## [Records for processing]
[Start of section]
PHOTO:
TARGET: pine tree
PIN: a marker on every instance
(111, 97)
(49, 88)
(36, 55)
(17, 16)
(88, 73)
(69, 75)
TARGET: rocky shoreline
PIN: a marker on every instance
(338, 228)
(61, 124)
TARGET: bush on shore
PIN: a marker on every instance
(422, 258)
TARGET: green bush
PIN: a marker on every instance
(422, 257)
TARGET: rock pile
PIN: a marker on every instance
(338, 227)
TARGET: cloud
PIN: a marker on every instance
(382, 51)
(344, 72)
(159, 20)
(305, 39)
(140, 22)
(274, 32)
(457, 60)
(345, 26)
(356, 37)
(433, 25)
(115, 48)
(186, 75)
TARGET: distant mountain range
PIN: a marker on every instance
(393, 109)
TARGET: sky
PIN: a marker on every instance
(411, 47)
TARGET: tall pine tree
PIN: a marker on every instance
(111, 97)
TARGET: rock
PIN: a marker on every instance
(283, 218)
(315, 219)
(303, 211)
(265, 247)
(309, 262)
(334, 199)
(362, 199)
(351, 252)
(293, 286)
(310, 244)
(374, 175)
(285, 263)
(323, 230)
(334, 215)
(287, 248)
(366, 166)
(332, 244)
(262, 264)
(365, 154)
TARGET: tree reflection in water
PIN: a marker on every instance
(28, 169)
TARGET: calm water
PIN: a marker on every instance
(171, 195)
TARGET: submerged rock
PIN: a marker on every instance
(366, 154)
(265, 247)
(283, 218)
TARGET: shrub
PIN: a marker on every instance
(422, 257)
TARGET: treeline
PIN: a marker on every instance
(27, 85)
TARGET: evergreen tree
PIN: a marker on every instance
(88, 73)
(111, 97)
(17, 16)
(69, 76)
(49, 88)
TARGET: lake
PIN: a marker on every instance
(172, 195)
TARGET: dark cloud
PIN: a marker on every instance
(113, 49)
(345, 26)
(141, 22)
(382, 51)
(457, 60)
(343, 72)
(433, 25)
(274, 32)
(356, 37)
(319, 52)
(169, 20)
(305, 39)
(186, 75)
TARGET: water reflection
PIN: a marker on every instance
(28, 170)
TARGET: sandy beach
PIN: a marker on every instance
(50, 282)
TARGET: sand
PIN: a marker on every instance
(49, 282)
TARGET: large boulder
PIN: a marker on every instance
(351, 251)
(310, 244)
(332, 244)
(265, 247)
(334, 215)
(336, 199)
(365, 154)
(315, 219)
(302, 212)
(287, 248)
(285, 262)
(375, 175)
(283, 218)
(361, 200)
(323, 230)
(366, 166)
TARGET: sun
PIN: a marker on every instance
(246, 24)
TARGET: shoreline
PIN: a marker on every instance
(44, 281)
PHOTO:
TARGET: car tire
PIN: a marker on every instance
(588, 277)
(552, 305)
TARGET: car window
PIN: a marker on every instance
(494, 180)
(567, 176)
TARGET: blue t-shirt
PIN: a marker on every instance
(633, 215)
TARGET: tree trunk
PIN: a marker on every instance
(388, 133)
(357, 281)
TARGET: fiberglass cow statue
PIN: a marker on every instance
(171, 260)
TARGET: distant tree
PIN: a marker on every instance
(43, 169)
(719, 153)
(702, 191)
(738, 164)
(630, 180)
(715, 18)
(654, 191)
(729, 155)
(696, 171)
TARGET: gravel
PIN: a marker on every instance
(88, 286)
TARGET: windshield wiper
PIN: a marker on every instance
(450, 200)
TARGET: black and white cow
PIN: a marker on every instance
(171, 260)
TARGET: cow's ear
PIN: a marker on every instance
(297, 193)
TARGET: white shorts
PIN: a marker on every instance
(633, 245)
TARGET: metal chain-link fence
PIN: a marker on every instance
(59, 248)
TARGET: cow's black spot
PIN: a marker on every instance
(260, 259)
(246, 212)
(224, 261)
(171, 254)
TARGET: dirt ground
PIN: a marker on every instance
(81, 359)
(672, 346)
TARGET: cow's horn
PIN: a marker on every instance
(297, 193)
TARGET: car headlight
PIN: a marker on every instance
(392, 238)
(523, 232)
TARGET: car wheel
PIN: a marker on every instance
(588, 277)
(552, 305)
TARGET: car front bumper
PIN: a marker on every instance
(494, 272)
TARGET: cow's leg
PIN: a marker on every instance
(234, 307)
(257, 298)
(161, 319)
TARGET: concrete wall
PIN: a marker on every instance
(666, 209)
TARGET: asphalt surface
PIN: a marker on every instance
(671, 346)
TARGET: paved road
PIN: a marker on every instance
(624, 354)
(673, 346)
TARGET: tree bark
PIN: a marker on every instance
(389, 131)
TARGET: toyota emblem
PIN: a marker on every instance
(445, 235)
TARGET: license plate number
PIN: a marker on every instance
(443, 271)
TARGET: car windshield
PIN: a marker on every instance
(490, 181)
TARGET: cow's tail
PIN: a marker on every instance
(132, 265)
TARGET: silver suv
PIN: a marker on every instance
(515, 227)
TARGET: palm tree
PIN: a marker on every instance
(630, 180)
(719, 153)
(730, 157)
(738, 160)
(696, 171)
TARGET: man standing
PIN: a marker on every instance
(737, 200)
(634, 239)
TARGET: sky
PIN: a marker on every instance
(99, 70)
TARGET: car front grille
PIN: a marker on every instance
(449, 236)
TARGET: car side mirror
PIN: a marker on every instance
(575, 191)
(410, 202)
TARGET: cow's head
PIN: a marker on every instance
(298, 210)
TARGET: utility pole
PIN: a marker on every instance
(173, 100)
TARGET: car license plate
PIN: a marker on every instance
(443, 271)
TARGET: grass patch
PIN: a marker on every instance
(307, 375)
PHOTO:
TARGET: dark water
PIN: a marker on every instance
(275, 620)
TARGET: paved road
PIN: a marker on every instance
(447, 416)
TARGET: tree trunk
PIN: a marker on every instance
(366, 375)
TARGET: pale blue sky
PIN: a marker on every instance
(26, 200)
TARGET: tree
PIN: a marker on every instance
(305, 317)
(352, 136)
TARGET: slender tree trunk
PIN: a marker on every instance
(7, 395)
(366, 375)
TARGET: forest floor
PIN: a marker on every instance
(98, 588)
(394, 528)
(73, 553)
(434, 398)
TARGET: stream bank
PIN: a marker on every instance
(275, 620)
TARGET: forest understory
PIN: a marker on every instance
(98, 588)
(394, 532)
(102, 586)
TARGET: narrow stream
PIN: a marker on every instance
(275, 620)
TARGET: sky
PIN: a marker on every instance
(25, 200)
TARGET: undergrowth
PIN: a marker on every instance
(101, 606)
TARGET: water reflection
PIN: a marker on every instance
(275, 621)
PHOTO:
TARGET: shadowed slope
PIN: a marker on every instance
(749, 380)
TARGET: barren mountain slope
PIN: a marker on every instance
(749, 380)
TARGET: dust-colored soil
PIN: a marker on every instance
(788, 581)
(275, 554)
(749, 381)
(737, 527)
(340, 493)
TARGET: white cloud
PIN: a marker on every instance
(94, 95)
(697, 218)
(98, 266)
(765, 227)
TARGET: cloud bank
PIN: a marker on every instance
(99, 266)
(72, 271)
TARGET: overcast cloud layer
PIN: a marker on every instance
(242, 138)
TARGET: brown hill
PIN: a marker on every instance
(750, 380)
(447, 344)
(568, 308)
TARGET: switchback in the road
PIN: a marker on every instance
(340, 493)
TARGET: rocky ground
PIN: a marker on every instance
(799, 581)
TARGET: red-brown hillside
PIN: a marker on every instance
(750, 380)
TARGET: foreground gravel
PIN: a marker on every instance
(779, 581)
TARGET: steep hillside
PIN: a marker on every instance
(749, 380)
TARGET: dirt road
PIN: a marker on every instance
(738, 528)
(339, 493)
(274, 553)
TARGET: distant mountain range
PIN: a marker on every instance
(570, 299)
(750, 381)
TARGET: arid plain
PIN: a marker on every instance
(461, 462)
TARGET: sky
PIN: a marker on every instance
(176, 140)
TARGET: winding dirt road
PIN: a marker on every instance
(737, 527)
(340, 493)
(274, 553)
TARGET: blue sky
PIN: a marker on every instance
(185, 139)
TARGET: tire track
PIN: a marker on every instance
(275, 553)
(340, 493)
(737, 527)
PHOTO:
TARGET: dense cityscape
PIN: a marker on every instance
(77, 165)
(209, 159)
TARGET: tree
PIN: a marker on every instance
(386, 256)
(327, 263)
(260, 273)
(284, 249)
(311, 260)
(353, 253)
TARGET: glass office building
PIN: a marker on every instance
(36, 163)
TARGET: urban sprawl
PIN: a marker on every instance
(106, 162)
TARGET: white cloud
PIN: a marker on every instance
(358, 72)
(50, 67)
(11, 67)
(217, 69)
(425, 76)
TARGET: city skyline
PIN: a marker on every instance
[End of section]
Go through the entries above and copy every line containing "hillside".

TARGET: red-brown hillside
TARGET: steep hillside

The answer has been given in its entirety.